- EXCERPTED TEXT:
Quora Answer: Why Did You Leave Christianity in Favour of Islam?
بِسۡمِ ٱللهِ ٱلرَّحۡمَـٰنِ ٱلرَّحِيمِ
The following is my answer to a Quora question: “Why did you leave Christianity in favour of Islam?”
Conversion is a process, not an event. Personally, I never set out to convert. I was a staunch Catholic, from a family of staunch Catholics. But I had an eventful life and that lead me to question everything at a deeper level.
In 1998 and 1999, I would go to Novena Church, the Church of St. Alphonsus almost every single day. Most days, I would be there for the morning Mass and the evening Mass. I memorised the order of Mass, I knew most of the liturgy by heart and I could sing the hymns without the book. When the priest was celebrating the Mass, I would mouth along the words. There were days I would be there at night and stay until the early hours of the morning before walking home to where I stayed. By this time, I hardly drank. AI had stopped eating pork because it was in the Old Testament. There were days I fasted just like Jesus (a.s.) did, in the gospels – from sunrise to sunset. But in truth, I had no real idea what I was doing. I was a Christian who had stopped believing in much of Christianity.
For me, the problem with Christianity is that it did not stand up to intellectual scrutiny. It began with innocent questions of wonder: The crux of the matter was the concept of Divine Will. If man is condemned because of Original Sin, and is only saved by the Vicarious Sacrifice of Jesus (a.s.) upon the Cross, what about those who did not meet him? Or those who have never met him? What about children who die before receiving the Sacrament of Baptism? Is there Salvation? Or are they condemned? If man is not saved by good works but by Grace, what is the purpose of good works?
That led to the Original Sin itself. If God is Infinitely Merciful, why would He be vindictive and inflict the sins of the father upon the son? If the sins can be inherited, can the Grace be inherited as well? With Original Sin comes the Vicarious Sacrifice. If God’s Justice cannot be sated except by a perfect sacrifice of the innocent, would that not be a contradiction since there is no justice if one is blamed for the misdeeds of another? It was like taking a thread to the edge of the cloth and every day, bit by bit, the pieces started to unravel.

- STORED DATA:
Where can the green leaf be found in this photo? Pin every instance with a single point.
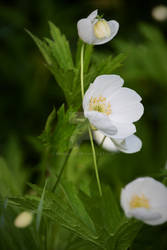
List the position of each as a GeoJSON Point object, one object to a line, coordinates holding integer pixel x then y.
{"type": "Point", "coordinates": [110, 211]}
{"type": "Point", "coordinates": [125, 235]}
{"type": "Point", "coordinates": [8, 184]}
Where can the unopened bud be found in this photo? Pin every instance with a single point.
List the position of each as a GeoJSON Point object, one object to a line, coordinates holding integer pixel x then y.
{"type": "Point", "coordinates": [102, 29]}
{"type": "Point", "coordinates": [24, 219]}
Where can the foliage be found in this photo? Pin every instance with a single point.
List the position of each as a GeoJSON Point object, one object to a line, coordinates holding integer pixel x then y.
{"type": "Point", "coordinates": [74, 216]}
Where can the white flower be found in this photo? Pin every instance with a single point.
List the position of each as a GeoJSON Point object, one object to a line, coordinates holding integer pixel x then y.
{"type": "Point", "coordinates": [146, 200]}
{"type": "Point", "coordinates": [129, 145]}
{"type": "Point", "coordinates": [23, 220]}
{"type": "Point", "coordinates": [95, 30]}
{"type": "Point", "coordinates": [111, 108]}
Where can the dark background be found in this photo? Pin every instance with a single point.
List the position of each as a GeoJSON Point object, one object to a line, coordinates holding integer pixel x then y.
{"type": "Point", "coordinates": [28, 91]}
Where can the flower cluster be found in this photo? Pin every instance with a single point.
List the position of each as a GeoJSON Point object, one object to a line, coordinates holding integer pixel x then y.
{"type": "Point", "coordinates": [112, 110]}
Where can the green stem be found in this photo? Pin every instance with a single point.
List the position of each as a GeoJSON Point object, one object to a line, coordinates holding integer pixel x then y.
{"type": "Point", "coordinates": [82, 72]}
{"type": "Point", "coordinates": [61, 170]}
{"type": "Point", "coordinates": [101, 144]}
{"type": "Point", "coordinates": [90, 132]}
{"type": "Point", "coordinates": [95, 161]}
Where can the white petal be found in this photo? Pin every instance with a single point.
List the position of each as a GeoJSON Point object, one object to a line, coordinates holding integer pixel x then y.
{"type": "Point", "coordinates": [107, 84]}
{"type": "Point", "coordinates": [85, 30]}
{"type": "Point", "coordinates": [107, 143]}
{"type": "Point", "coordinates": [93, 15]}
{"type": "Point", "coordinates": [114, 26]}
{"type": "Point", "coordinates": [101, 122]}
{"type": "Point", "coordinates": [129, 145]}
{"type": "Point", "coordinates": [143, 214]}
{"type": "Point", "coordinates": [128, 113]}
{"type": "Point", "coordinates": [155, 192]}
{"type": "Point", "coordinates": [104, 85]}
{"type": "Point", "coordinates": [123, 129]}
{"type": "Point", "coordinates": [125, 96]}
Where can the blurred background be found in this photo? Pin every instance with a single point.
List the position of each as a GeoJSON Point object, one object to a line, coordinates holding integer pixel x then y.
{"type": "Point", "coordinates": [28, 91]}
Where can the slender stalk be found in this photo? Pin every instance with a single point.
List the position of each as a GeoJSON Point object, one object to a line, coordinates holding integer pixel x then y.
{"type": "Point", "coordinates": [61, 170]}
{"type": "Point", "coordinates": [90, 132]}
{"type": "Point", "coordinates": [82, 72]}
{"type": "Point", "coordinates": [95, 161]}
{"type": "Point", "coordinates": [101, 144]}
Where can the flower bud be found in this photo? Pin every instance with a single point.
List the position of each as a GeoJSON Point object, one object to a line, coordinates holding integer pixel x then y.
{"type": "Point", "coordinates": [102, 29]}
{"type": "Point", "coordinates": [23, 220]}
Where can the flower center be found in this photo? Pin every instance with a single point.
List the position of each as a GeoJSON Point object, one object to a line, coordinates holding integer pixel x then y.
{"type": "Point", "coordinates": [99, 104]}
{"type": "Point", "coordinates": [139, 201]}
{"type": "Point", "coordinates": [102, 29]}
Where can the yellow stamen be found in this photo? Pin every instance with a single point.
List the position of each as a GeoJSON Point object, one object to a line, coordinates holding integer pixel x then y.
{"type": "Point", "coordinates": [139, 201]}
{"type": "Point", "coordinates": [99, 104]}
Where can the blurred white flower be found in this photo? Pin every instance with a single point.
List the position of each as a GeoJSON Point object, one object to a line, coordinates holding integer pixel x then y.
{"type": "Point", "coordinates": [96, 30]}
{"type": "Point", "coordinates": [129, 145]}
{"type": "Point", "coordinates": [24, 219]}
{"type": "Point", "coordinates": [111, 108]}
{"type": "Point", "coordinates": [159, 13]}
{"type": "Point", "coordinates": [146, 200]}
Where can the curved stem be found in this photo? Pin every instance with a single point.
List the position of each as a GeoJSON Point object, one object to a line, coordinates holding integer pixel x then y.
{"type": "Point", "coordinates": [95, 161]}
{"type": "Point", "coordinates": [90, 132]}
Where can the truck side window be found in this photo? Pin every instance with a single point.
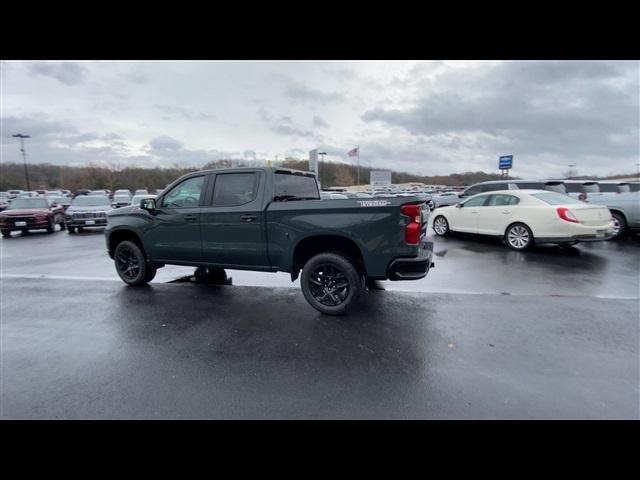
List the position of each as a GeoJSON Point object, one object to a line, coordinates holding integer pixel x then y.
{"type": "Point", "coordinates": [234, 189]}
{"type": "Point", "coordinates": [184, 195]}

- DIRECTIONS:
(a) Reproduce the passage of the Quora answer about leaving Christianity that begins at the words "Conversion is a" and stops after "a deeper level.".
(b) Resume the Quora answer about leaving Christianity after its last sentence.

- PER-TASK ANSWERS:
(a)
Conversion is a process, not an event. Personally, I never set out to convert. I was a staunch Catholic, from a family of staunch Catholics. But I had an eventful life and that lead me to question everything at a deeper level.

(b)
Then there was the issue of Paul of Tarsus, the actual founder of Christianity. Paul never net Jesus (a.s.). He never spent much time with the actual Apostles or was even on good terms with them. So Christianity was not even about Christ (a.s.). The doctrines were essentially reactive, developed by people hundreds of years after the fact. When faith is all you have, to realise one day that what you have held on is not correct is a rude shock. I actually fell ill and was in a state of distress and discombobulation. I had no one to talk to about this, except this God who may not be God. I had read philosophy and was quite familiar with the Western schools and Near Eastern discourse.
Coming back to the concept of the Triune God, the main issue I had was this: if Jesus (a.s.) was God and he died on the cross, then did God die? If “god” died, then he is not my god. The God who Created the universe, the God of that storm when I was sailing, the God of the Heavens that unfolded before me all those years ago could not be so fallible. He is not God if the universe was sustained in His absence. If Jesus (a.s.) died and God Lived, then Jesus (a.s.) is not God. I spent many nights thinking about this conundrum. Thus, Jesus (a.s.) was relegated to a charismatic Pharisee of uncertain origin.
I did a close study of the Bible and each and every one of its books, including the history, the mythology and especially the supposed origins. This threw much of everything into doubt. Of no doubt, I was no longer a Christian, albeit a non-Christian who went to Mass twice every single day for two years. I had nowhere to go. I rejected outright the thought of being an atheist or an agnostic. There was a God and there had to be a reason for Creation.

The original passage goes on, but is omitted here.